### SOURCE DOCUMENT
>>>

Although I did go through all the startup scripts, I couldn't find anything. Even if there was something in there, would it manifest when you're just asking for the version? nsswitch.conf was never modified, so whatever came with the original install of 12.0-RELEASE. As I said in the original post, the system wasn't I/O bound.

Ultimately I fixed this by doing new install. As an experiment I copied over the original /etc and /home onto the new install, but the problem never came back. My best guess is silent on-disk corruption of some system library. In retrospect, I should have tested the integrity of the system with `freebsd-update IDS` before resorting to a new install.


----------



## _martin (Jun 6, 2019)

It would have helped if you used -f (follow fork) too. I don't use csh but when I tested it I noticed different behavior when launched from terminal and when from ssh session. The later was attempting to resolve the IP of itself.  That's why SirDice question about /etc/nsswitch.conf makes sense. IPv6 can cause lots of headache too.


----------



## Crivens (Apr 5, 2021)

Exhumed this thread as this is annoying me enough.

Truss showed a speedy start up to a sendto() operation when the shell tries to send some binary stuff to your dns (192.168.0.1:53 in my case). Then the call times out after 2 seconds.

As my machine is running ZFS, I would rule out corruption of files.

Any ideas?

Edit; switch off wlan-> Fast start.
Switch on wlan-> slow start.

And I thought the days of the turbo switches were gone...

<<<

### RECORDS SUPPLIED
>>>

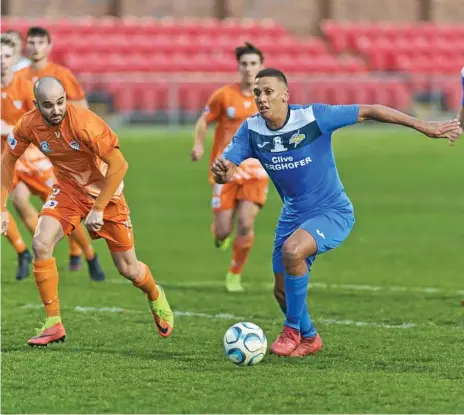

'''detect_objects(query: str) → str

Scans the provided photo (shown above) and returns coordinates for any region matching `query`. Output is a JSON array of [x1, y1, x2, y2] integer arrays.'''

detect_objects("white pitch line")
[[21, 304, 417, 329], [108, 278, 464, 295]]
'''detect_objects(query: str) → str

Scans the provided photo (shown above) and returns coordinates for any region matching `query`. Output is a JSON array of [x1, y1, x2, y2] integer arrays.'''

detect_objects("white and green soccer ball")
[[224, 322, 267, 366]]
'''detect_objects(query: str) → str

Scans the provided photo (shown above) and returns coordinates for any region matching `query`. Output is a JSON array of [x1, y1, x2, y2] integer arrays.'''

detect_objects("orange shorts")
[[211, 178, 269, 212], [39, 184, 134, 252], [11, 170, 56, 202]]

<<<
>>>

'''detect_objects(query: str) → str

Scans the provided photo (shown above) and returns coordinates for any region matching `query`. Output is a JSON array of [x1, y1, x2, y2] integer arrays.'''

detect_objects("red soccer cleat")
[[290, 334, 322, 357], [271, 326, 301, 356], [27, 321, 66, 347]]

<<<

### REQUESTS
1 > In the forum thread about slow shell startup, after how long does the sendto() call time out?
2 > Count the lines in the rows that contain the word "soccer", and give only that number.
The forum thread and the rows are unrelated to each other.

### ANSWERS TO THE EXERCISE
1 > After 2 seconds.

2 > 2